→ Task goal: Convert the stretch of data from its first line through the line containing "(114, 161), (129, 180)", both ends included, into a Markdown table with the columns Row and Line. Give each nonblank line its own row, numbered in order, and leave out blank lines.

— begin Data for this exercise —

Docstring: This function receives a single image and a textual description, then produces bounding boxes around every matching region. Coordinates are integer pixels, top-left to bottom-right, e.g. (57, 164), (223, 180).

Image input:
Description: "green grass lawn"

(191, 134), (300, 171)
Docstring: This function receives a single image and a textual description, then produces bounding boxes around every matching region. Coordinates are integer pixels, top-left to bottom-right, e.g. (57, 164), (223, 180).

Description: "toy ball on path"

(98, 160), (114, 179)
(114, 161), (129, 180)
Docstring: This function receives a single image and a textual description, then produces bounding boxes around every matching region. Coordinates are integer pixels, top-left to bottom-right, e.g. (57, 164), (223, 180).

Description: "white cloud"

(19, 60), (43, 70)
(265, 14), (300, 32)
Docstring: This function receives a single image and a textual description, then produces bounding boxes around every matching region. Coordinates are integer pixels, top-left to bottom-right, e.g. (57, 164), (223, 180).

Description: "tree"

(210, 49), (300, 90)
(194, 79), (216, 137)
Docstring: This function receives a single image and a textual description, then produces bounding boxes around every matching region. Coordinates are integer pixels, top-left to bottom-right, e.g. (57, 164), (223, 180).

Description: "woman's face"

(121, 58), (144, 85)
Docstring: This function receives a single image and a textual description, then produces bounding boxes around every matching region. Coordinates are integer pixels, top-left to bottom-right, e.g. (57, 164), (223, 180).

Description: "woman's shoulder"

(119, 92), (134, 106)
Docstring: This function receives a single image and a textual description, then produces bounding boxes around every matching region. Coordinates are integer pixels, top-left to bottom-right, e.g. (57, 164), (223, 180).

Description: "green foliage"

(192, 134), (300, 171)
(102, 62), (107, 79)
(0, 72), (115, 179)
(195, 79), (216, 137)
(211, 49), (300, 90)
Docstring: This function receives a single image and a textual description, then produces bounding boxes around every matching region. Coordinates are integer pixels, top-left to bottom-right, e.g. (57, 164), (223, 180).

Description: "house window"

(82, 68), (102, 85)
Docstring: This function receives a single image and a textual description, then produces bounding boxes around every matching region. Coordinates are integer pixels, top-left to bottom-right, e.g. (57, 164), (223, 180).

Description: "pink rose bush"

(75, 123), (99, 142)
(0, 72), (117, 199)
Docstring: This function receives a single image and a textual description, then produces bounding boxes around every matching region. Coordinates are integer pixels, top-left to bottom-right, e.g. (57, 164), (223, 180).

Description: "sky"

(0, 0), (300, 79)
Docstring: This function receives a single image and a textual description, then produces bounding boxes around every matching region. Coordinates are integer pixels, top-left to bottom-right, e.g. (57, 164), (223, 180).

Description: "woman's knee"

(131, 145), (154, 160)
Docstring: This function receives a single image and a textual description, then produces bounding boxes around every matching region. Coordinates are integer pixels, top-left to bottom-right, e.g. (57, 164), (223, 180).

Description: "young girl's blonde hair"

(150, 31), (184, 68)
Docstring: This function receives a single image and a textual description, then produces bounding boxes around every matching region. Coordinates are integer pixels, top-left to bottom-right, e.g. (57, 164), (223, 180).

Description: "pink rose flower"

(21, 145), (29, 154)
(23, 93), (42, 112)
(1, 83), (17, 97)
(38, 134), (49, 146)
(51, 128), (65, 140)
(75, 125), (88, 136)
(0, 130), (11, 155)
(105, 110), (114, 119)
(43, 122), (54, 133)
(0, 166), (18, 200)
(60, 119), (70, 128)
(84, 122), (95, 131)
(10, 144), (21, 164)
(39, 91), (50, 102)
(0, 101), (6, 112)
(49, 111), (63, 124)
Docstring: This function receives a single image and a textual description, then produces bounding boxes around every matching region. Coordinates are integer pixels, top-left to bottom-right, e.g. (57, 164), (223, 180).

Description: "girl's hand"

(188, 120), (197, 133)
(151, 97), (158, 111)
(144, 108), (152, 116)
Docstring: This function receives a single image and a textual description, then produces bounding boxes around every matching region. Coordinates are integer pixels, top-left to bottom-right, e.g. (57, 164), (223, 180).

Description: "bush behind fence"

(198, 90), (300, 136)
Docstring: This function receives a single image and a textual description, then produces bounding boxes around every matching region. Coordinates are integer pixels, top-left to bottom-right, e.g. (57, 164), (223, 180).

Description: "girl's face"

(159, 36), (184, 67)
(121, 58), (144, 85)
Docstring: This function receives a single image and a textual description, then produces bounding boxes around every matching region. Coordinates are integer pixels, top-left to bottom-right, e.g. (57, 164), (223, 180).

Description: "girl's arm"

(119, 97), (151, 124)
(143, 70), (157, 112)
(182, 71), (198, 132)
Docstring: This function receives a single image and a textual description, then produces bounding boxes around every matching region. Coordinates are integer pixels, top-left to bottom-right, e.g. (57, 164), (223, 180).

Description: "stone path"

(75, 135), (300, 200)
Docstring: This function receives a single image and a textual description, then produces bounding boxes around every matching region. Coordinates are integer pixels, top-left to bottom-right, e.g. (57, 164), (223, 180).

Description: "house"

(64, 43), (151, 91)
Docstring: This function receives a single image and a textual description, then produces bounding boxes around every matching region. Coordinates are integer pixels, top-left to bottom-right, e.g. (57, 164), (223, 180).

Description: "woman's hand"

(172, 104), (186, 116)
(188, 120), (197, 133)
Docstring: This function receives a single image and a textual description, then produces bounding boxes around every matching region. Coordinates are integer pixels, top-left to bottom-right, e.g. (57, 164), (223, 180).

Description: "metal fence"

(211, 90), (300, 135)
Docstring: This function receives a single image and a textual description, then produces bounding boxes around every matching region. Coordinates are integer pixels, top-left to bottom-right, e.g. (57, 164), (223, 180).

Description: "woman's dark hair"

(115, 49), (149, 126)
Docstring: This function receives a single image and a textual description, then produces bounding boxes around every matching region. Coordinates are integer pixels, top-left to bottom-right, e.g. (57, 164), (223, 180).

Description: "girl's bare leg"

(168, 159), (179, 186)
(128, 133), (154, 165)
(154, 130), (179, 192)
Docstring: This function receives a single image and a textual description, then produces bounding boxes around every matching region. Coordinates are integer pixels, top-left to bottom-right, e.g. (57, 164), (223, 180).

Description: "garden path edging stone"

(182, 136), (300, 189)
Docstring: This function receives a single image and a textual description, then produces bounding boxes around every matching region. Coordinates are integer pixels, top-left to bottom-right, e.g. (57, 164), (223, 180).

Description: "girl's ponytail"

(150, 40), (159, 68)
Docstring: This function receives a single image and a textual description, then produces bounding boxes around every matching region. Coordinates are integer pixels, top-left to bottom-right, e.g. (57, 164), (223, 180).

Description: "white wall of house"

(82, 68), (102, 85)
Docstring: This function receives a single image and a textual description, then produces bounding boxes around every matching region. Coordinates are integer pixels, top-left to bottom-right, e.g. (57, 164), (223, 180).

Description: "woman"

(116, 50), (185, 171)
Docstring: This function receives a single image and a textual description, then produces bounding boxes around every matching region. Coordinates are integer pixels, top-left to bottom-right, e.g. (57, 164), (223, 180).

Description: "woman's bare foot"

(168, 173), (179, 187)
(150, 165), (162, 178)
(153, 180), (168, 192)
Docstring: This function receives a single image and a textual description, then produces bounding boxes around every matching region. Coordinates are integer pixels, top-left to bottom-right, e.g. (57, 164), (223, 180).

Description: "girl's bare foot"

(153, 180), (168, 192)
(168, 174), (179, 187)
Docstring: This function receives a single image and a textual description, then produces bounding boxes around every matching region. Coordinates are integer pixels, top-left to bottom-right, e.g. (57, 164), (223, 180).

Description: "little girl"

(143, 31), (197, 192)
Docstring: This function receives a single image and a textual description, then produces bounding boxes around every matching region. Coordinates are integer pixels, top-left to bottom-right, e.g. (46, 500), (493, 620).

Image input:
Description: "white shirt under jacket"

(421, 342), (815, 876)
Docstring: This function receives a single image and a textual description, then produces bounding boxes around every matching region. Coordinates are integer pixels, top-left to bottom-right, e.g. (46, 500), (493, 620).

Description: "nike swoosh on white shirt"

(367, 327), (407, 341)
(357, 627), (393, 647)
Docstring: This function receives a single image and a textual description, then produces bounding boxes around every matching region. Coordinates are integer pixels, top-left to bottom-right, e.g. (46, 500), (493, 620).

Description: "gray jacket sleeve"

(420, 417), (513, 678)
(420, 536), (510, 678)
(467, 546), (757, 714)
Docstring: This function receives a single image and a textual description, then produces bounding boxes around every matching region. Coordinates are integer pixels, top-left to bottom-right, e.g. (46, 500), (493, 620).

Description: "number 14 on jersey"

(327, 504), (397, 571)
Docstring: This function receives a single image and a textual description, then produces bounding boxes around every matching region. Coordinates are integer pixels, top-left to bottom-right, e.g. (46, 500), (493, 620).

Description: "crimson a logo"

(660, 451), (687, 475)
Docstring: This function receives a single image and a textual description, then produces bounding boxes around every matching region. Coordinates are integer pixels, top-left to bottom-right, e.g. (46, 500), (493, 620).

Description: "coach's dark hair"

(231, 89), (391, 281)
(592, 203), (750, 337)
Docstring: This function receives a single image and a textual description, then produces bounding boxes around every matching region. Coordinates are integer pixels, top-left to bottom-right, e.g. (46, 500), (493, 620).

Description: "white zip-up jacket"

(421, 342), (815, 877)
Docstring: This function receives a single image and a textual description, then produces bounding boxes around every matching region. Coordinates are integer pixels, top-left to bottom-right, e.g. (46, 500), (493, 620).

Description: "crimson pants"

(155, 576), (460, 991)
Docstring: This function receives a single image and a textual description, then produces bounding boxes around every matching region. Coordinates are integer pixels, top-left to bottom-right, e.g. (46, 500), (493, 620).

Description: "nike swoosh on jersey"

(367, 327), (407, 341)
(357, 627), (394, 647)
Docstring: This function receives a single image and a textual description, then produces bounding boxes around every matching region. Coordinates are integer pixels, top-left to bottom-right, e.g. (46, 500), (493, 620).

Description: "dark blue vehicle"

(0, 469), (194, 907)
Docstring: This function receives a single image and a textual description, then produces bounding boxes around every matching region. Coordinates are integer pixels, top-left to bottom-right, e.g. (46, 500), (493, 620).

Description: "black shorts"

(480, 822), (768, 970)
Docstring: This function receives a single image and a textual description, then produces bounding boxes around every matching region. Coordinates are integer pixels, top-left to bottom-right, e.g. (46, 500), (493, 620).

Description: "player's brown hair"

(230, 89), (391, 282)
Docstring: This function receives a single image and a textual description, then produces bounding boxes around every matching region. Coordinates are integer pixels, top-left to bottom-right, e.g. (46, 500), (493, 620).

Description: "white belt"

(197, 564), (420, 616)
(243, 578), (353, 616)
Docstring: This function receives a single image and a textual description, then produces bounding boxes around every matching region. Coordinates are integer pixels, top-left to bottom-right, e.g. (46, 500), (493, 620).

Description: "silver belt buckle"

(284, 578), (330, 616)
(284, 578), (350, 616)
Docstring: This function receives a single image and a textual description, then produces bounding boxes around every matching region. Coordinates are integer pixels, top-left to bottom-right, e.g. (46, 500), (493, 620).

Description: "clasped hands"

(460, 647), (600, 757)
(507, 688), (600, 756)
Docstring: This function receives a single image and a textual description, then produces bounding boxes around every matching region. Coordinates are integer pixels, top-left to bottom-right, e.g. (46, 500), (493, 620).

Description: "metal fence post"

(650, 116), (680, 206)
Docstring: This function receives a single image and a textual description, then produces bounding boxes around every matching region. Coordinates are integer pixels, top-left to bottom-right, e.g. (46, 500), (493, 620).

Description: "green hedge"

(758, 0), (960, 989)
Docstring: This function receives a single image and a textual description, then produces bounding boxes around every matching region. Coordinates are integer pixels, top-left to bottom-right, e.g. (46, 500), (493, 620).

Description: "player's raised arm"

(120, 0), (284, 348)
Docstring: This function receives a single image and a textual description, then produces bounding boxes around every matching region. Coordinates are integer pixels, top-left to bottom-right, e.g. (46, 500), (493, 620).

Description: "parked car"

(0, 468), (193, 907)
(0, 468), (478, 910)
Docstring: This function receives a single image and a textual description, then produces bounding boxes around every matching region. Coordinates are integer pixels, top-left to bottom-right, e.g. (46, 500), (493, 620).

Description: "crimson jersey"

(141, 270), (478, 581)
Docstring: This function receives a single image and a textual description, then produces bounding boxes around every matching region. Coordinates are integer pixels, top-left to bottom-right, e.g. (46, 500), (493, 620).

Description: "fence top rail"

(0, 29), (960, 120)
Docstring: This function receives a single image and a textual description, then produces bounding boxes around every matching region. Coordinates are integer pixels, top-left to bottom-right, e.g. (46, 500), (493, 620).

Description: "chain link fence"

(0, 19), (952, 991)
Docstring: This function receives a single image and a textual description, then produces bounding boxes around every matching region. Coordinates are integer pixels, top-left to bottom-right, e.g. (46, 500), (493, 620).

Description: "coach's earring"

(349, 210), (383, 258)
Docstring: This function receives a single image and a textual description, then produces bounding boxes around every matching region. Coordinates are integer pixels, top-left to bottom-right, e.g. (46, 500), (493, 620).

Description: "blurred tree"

— end Data for this exercise —

→ Answer for the task:
| Row | Line |
|---|---|
| 1 | Docstring: This function receives a single image and a textual description, then produces bounding boxes around every matching region. Coordinates are integer pixels, top-left to bottom-right, e.g. (57, 164), (223, 180). |
| 2 | Image input: |
| 3 | Description: "green grass lawn" |
| 4 | (191, 134), (300, 171) |
| 5 | Docstring: This function receives a single image and a textual description, then produces bounding boxes around every matching region. Coordinates are integer pixels, top-left to bottom-right, e.g. (57, 164), (223, 180). |
| 6 | Description: "toy ball on path" |
| 7 | (98, 160), (114, 179) |
| 8 | (114, 161), (129, 180) |